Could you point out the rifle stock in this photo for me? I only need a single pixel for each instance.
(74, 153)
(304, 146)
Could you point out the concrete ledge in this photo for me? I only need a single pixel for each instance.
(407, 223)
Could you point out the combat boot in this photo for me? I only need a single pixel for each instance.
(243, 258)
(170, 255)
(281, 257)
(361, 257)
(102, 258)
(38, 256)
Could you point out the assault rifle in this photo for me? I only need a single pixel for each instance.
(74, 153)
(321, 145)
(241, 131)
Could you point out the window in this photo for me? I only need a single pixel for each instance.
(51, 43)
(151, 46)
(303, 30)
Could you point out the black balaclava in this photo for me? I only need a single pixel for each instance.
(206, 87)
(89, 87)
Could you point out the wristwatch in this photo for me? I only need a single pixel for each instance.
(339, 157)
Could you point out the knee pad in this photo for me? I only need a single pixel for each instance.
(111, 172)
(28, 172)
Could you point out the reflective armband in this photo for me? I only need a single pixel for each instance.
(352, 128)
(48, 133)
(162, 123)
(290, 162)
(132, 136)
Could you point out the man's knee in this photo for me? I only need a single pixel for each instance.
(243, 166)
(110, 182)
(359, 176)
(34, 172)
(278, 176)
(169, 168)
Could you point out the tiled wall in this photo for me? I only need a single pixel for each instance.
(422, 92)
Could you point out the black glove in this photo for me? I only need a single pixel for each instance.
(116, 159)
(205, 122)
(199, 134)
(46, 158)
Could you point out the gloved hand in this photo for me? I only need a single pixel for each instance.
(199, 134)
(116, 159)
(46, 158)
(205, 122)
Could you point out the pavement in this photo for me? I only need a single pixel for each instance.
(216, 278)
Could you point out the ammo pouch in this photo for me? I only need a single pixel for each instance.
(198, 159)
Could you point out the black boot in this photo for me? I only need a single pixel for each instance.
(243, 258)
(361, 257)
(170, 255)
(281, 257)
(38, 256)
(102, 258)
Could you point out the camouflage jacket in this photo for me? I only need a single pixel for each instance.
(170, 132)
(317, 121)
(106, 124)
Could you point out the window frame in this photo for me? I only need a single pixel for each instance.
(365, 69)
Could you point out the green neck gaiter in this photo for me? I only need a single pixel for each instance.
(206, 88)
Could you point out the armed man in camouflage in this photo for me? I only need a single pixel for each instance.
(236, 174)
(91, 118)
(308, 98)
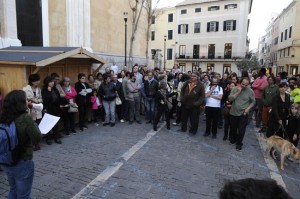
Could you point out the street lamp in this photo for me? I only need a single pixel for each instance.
(125, 14)
(165, 41)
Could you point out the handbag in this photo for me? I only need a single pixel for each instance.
(73, 108)
(118, 101)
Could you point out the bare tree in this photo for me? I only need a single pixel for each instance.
(136, 8)
(150, 13)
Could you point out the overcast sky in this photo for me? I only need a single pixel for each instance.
(262, 10)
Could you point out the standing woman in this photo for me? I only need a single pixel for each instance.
(83, 99)
(107, 92)
(280, 111)
(20, 176)
(51, 99)
(69, 117)
(34, 95)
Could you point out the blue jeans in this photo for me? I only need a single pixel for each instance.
(110, 111)
(150, 103)
(20, 178)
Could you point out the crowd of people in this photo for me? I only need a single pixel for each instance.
(142, 95)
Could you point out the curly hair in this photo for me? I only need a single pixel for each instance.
(14, 105)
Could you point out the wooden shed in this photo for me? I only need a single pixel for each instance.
(17, 63)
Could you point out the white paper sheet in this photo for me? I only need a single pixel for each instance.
(47, 123)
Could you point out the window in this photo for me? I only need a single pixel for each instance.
(230, 6)
(213, 8)
(197, 28)
(170, 17)
(183, 29)
(169, 53)
(211, 51)
(285, 34)
(170, 34)
(213, 26)
(153, 20)
(229, 25)
(211, 67)
(182, 51)
(276, 41)
(228, 51)
(226, 68)
(152, 35)
(197, 9)
(153, 52)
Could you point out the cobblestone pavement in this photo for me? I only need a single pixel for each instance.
(171, 164)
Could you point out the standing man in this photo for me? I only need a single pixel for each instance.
(242, 98)
(192, 97)
(114, 68)
(213, 94)
(150, 87)
(258, 86)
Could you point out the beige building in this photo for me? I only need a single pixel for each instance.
(212, 34)
(289, 39)
(163, 35)
(97, 25)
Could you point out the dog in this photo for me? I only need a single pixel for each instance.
(284, 147)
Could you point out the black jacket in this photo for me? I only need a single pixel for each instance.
(150, 88)
(107, 91)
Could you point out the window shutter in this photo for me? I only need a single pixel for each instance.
(234, 25)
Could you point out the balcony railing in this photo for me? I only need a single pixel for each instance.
(209, 56)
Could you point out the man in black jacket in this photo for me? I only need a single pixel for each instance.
(192, 97)
(150, 88)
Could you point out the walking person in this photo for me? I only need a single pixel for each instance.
(82, 99)
(34, 96)
(150, 88)
(108, 93)
(134, 98)
(242, 98)
(268, 93)
(213, 94)
(162, 105)
(69, 116)
(192, 97)
(20, 175)
(280, 111)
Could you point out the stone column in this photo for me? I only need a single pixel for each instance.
(8, 24)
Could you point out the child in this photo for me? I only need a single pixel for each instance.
(293, 126)
(95, 105)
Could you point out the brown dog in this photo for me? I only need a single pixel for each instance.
(283, 146)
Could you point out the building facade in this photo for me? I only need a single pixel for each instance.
(97, 25)
(163, 38)
(212, 34)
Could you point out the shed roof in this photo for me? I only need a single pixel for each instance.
(42, 56)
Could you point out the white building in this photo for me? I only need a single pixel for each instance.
(212, 34)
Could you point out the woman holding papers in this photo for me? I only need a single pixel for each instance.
(20, 175)
(51, 99)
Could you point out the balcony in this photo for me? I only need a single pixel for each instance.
(216, 56)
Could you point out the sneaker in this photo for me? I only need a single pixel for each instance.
(175, 124)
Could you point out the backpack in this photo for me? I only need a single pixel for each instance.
(9, 148)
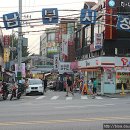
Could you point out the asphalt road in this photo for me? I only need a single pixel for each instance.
(54, 111)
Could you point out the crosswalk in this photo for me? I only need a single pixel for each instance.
(56, 97)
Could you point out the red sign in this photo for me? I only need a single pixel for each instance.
(124, 60)
(6, 40)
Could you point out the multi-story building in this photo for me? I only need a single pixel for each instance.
(103, 51)
(48, 46)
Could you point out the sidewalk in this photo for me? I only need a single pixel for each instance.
(117, 95)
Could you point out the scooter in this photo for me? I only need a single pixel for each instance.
(16, 92)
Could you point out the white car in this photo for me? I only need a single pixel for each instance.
(35, 86)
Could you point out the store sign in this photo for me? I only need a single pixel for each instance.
(123, 6)
(50, 15)
(123, 22)
(88, 16)
(11, 20)
(56, 62)
(87, 63)
(124, 61)
(64, 67)
(6, 40)
(98, 40)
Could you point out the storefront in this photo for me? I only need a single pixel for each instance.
(110, 72)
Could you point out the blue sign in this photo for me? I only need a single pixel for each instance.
(88, 16)
(123, 22)
(50, 15)
(11, 20)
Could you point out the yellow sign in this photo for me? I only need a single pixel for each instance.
(6, 54)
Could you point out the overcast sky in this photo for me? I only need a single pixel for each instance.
(9, 6)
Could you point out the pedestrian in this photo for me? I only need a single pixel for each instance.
(69, 86)
(45, 83)
(94, 87)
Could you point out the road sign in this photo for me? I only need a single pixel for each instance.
(88, 16)
(11, 20)
(123, 22)
(50, 15)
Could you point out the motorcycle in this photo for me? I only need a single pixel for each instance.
(16, 92)
(4, 91)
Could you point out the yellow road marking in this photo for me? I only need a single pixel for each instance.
(63, 121)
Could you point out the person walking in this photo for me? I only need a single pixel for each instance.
(69, 86)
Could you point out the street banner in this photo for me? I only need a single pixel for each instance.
(23, 72)
(56, 62)
(70, 32)
(65, 44)
(64, 67)
(123, 22)
(11, 20)
(88, 16)
(6, 40)
(98, 40)
(50, 15)
(6, 54)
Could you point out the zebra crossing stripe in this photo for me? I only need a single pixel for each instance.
(41, 97)
(54, 97)
(84, 97)
(68, 98)
(98, 97)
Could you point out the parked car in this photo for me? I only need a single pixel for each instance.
(35, 86)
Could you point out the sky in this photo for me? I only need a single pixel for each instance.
(6, 6)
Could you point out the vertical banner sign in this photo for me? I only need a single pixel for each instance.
(123, 22)
(70, 32)
(6, 55)
(57, 33)
(88, 16)
(98, 40)
(64, 44)
(6, 41)
(22, 69)
(50, 15)
(64, 67)
(56, 62)
(11, 20)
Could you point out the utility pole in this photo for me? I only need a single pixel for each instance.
(20, 37)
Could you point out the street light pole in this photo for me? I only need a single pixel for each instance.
(20, 37)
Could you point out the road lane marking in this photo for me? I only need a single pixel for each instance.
(98, 97)
(114, 98)
(41, 97)
(68, 98)
(84, 106)
(54, 97)
(64, 121)
(84, 97)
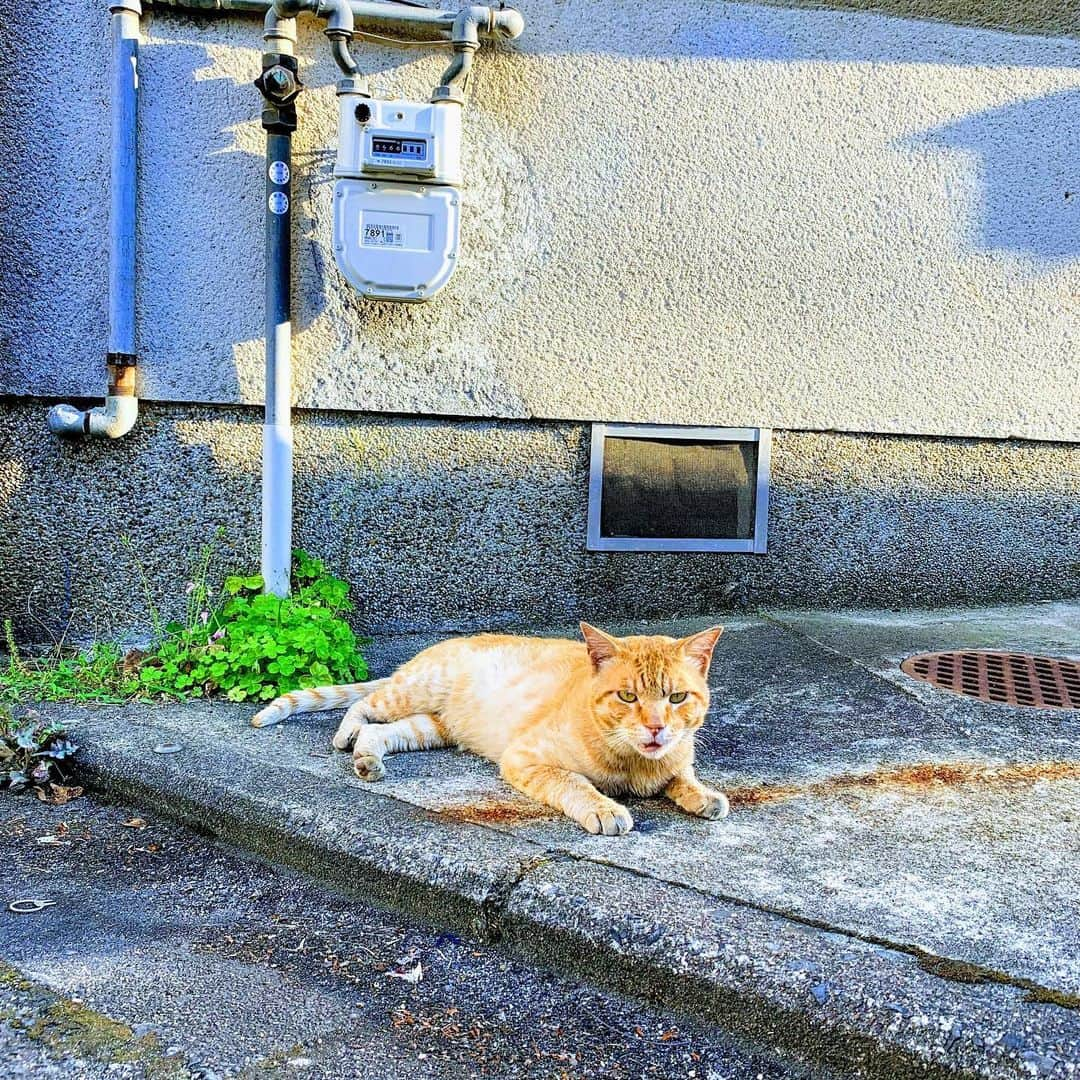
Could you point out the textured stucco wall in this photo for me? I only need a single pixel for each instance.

══════════

## Do this
Find the line containing "Could you point out the yellow road", then extract it and every line after it to the end of the data above, exactly and nothing else, without pictures.

## Full response
Could you point out the yellow road marking in this photo for me? I only need a single pixel for each instance.
(63, 121)
Could you point out the person walking in this photo for me? I only need a single pixel for each instance.
(69, 86)
Could you point out the street banner in this photo for me? I only need a single pixel for each instance.
(23, 72)
(56, 62)
(70, 32)
(65, 44)
(64, 67)
(123, 22)
(11, 20)
(88, 16)
(6, 40)
(98, 40)
(50, 15)
(6, 54)
Could you point out the zebra crossing stripe in this photo for me? I only need a single pixel for each instance.
(41, 97)
(54, 97)
(84, 97)
(68, 98)
(98, 97)
Could you point out the parked car in this photo for me? I only need a single pixel for each instance.
(35, 86)
Could you point out the sky in this photo for me? I only need a single pixel for each instance.
(6, 6)
Could you point out the vertical banner sign in this photo for me? I only need a single pixel for each instance.
(123, 22)
(70, 32)
(6, 55)
(57, 33)
(88, 16)
(98, 40)
(64, 44)
(6, 41)
(22, 69)
(50, 15)
(64, 67)
(56, 62)
(11, 20)
Could you point out the utility pole in this photo for me? I only need a single pixel for each instance.
(20, 37)
Could you point out the street light pole in this photo for me? I only need a single pixel for each instance.
(20, 37)
Could you point out the road lane marking in this photo for me? I only need a single pixel for each instance.
(98, 97)
(114, 98)
(41, 97)
(68, 98)
(84, 106)
(54, 97)
(64, 121)
(84, 97)
Could you point out the textured stucco wall in this photo for me? I only need a single pixel for each instance.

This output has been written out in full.